**The task**: The required output is the line that contains "Exercise. Put one marker on every instance of the tree" plus every line after it in the listing below, copied exactly as it appears.
# # # #
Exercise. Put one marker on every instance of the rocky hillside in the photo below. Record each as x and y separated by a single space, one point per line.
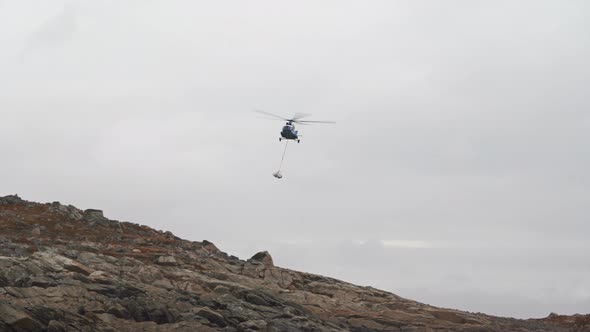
64 269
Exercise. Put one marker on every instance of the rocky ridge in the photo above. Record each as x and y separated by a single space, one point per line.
64 269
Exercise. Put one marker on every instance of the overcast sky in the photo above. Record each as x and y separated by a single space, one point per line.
457 174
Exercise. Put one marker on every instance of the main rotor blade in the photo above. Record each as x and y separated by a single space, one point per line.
299 116
273 115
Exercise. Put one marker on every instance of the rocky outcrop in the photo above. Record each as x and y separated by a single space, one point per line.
63 269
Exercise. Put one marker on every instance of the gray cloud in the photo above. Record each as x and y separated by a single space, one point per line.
461 135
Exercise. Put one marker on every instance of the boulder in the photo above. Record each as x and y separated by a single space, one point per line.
18 320
167 261
11 200
263 257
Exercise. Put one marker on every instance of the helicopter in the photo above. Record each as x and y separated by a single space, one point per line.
289 132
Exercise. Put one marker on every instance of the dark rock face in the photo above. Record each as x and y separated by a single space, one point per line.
63 269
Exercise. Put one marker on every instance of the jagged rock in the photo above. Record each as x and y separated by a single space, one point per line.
213 317
17 320
252 325
79 276
11 200
56 326
263 257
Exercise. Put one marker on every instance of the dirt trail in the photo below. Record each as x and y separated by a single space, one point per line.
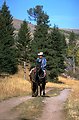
54 107
52 111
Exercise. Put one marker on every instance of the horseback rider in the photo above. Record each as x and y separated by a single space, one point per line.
42 60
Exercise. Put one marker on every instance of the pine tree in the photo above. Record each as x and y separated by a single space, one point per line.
39 43
23 43
8 62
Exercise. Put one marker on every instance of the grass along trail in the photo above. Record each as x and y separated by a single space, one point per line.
54 106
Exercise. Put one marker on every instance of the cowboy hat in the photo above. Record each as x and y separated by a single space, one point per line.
41 53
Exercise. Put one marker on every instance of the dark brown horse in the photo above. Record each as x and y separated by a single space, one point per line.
37 79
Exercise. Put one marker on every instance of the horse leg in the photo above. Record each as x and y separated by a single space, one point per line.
36 93
43 87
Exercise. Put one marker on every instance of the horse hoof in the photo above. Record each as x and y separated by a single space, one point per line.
44 94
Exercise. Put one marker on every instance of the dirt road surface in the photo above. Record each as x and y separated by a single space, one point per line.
53 107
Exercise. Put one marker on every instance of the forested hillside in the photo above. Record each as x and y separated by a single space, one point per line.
21 41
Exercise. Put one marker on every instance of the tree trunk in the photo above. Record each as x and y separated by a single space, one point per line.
73 64
24 70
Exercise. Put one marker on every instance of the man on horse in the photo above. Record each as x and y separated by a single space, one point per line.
# # # #
**Result below**:
Exercise. Put one marker on every instance of the tree trunk in the photo above. Record each as x and y separated by a single space, one point per line.
73 64
24 70
Exercise. Put one marker on every instance of the man on horse in the photo above. Record each as x and y separated by a single space, one point per line.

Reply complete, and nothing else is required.